Exercise directions
Make an exact copy of the records, with the pictures left out.

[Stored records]

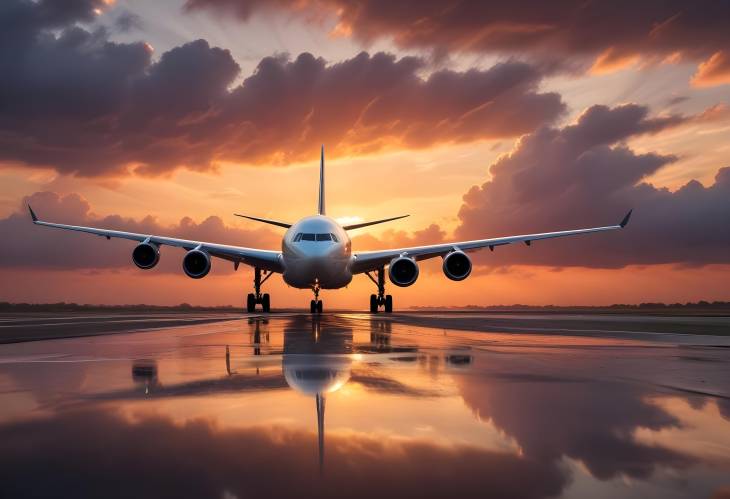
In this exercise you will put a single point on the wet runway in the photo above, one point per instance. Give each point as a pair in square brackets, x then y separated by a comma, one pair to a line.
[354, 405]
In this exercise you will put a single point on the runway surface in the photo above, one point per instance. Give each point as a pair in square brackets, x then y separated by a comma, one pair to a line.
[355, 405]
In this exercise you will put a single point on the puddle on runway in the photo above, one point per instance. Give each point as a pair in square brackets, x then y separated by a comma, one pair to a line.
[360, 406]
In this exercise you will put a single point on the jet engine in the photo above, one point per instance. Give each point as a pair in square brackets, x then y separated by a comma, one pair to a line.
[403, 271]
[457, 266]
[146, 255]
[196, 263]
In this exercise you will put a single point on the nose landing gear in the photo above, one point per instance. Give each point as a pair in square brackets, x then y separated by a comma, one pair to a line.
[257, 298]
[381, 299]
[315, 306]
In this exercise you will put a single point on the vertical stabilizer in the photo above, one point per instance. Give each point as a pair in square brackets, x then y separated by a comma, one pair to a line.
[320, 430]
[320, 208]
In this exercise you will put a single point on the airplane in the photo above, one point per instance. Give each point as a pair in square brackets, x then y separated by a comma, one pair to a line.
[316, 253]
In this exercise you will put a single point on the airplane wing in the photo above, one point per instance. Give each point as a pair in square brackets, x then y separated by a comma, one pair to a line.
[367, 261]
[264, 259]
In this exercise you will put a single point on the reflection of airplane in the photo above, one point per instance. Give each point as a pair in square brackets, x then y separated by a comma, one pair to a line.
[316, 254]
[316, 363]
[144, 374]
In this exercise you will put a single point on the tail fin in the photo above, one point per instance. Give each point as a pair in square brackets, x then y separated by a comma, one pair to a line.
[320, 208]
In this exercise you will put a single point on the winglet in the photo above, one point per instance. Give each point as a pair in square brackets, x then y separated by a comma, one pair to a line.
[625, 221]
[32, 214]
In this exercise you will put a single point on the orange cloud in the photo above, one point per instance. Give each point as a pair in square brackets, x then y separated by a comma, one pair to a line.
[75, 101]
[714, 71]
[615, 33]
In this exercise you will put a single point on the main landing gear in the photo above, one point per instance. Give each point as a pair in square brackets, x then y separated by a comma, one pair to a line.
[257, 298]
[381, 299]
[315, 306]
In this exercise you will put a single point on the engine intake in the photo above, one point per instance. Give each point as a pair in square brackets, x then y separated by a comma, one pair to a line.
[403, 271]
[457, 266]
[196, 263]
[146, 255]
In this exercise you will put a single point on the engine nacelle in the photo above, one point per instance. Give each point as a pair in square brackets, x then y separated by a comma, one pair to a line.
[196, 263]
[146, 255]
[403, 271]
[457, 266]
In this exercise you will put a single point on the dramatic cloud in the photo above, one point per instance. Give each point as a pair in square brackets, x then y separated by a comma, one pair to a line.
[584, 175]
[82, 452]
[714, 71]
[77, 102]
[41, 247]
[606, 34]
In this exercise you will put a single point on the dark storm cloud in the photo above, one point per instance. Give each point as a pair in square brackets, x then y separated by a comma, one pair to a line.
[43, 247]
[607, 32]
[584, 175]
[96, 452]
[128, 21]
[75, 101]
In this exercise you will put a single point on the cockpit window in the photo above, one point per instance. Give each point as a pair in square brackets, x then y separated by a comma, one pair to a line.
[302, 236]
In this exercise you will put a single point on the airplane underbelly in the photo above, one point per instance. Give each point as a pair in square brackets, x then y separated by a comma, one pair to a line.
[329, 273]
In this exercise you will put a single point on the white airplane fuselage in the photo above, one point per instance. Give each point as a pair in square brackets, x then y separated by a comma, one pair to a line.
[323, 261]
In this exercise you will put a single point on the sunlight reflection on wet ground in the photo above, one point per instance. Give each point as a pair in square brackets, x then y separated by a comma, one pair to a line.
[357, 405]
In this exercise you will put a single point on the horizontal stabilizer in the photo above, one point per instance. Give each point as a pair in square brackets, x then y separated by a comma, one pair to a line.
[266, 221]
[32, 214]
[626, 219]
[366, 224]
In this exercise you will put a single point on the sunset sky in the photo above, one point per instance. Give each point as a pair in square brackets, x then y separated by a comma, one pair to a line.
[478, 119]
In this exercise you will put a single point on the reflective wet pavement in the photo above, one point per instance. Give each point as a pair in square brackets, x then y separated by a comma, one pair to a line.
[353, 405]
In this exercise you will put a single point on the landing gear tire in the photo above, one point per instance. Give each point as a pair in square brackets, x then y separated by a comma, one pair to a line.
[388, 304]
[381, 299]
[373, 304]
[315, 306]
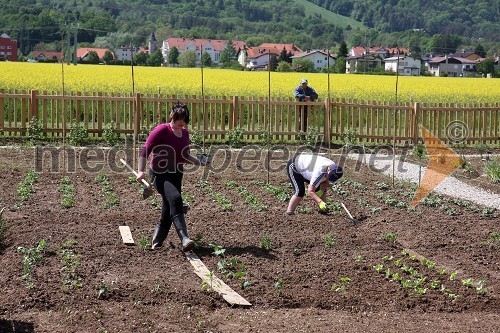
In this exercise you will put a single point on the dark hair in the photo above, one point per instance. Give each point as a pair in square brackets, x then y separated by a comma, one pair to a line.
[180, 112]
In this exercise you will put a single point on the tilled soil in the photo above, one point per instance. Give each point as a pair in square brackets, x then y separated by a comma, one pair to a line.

Exercise answer
In this exercise you will put a single point on the wet runway in the photo above, one point per instance. Give each point as a pair in square brackets, x then y separated by a comma, one pair to a line.
[354, 405]
In this exercise you will put a single point on the runway surface in the photo above, one point per instance. Give each point as a pair in square brackets, x then y separated by a comma, one pair to a line.
[355, 405]
In this exercise you will put a single point on the puddle on runway in the photo above, one point per instance. Give each point as a pair in square brackets, x then y separated by a comma, one pair to a line.
[360, 406]
In this exercise you will put a single point on the jet engine in the photo above, one point per instance. Give each point as a pair in square brackets, x then y separated by a comma, one pair to a line.
[403, 271]
[457, 266]
[146, 255]
[196, 263]
In this exercise you will put a single point on the nose landing gear in the photo above, one point per instance. Give each point as a pair in square brackets, x then y separated by a comma, one pair to a line.
[257, 298]
[381, 299]
[315, 306]
In this exercise you will put a single point on the vertical stabilizer in the photo above, one point per instance. Give each point as a pair in square brackets, x then y separated by a comma, one pair to a line.
[320, 430]
[320, 208]
In this exercise you will put a single point on the airplane in the photo above, one point per instance. Give each point as a pair in square brackets, x then y separated by a comma, one pair to a line.
[316, 253]
In this exercise you will put a single point on the airplane wing in the photo above, one point per instance. Give each point as a pair in square brackets, x then y separated by a comma, one pair to a line.
[367, 261]
[264, 259]
In this exercise you will put a single point on the reflection of airplane in the photo above, one point per instance. Give each point as a pair in square brackets, x then y separated by a comma, one pair to a line.
[316, 254]
[316, 363]
[144, 374]
In this exercise you will put a single point on the tail fin in the photo above, one point per instance. Give each point as a pair in square brackets, x then y separated by a comma, one pair to a line.
[320, 208]
In this exercise you will put a single point on the winglet in the photo above, one point per instance. Give each point as a pair in square brackets, x then y separated by a comma, one pair to a line.
[625, 221]
[32, 214]
In this exercise you will put a single point on the orange cloud in the photo above, one point per instance. Give each point as a pair in square brackets, x then y separated by a comma, one pair to a line.
[75, 101]
[714, 71]
[615, 33]
In this exercise you will put a single point on the main landing gear in the photo above, one point per instance. Give each point as a pair in square brackets, x then y separated by a comma, one pair to a line.
[257, 298]
[381, 299]
[315, 306]
In this exercise you will put a single point on the engine intake in the photo above, one point per instance. Give each point as a pair in square brackets, x then y separated by a comma, one pair to a line.
[403, 271]
[457, 266]
[196, 263]
[146, 255]
In this exercise you will put a single point on the engine nacelle in the photo above, one point per instance. Give each point as a pair in square brackets, x then y separated by a comma, one pair to a line.
[196, 263]
[146, 255]
[403, 271]
[457, 266]
In this exercise you will put a single point on the dramatic cloud in the photo above, one point per instance. Give each point as a pair in square brackets, x then y separated by a comma, one pair to a line.
[584, 175]
[82, 452]
[714, 71]
[77, 102]
[41, 247]
[606, 34]
In this exercise you will put a single point on the dark storm cloud in the photo above, one point per instance. Give each point as a pair in square brackets, x then y separated by a comma, one pair to a line.
[43, 247]
[607, 32]
[584, 175]
[96, 452]
[128, 21]
[75, 101]
In this exercise you will put a single point on the cockpit window in the photo above, one point per instance. Give each point as a pair in square brackets, x then y separated by a comma, one pair to a line.
[302, 236]
In this exercise you will put a single point on the airplane underbelly in the photo above, one point per instance. Give each point as a pair in square brackets, x then y separated by a comma, one pair to a line.
[329, 273]
In this exercise you will put a single point on the white airplane fuselage in the photo above, one point per instance. Give each point as a pair in square brackets, x then y separated by a comma, one pair to a line.
[323, 261]
In this exercise you will put a single point on the sunlight reflection on wet ground in the photo above, one point per instance. Give each point as a pair in square brackets, x then y separated by a comma, one pair to a line.
[357, 405]
In this exercise you will put a single point on the horizontal stabilizer in the photo above, one point per instance. Give each point as a pair in square brackets, x then y separated by a comma, one pair to a line.
[266, 221]
[32, 214]
[626, 219]
[366, 224]
In this exercise you will put a single point on the sunset sky in the photo above, one point per instance. Give each point as a pair in square brackets, x then y separated by a comma, one pair to a line.
[478, 119]
In this exercise you will put a single point on the reflective wet pavement in the photo above, one point per instance. Give each point as a pair in square brackets, x then y separated by a comma, one pair to a line.
[353, 405]
In this exercise you will put a single point on the landing gear tire in the photo above, one point per instance. Give each point as a pair in square brackets, x then y separated by a comma, one pair to a line.
[388, 304]
[381, 299]
[373, 304]
[315, 306]
In this exercise you will put a single point on the dark hair in the photo above, one point per instance. Give each point as a pair in square brackets, x then y separated by a comma, one pair to a line.
[180, 112]
In this exercise you will put a single point on the tilled soil in the photo above, one point per instance. Give each point as a pair in square brackets, x then y separated by a comma, one pair to a line.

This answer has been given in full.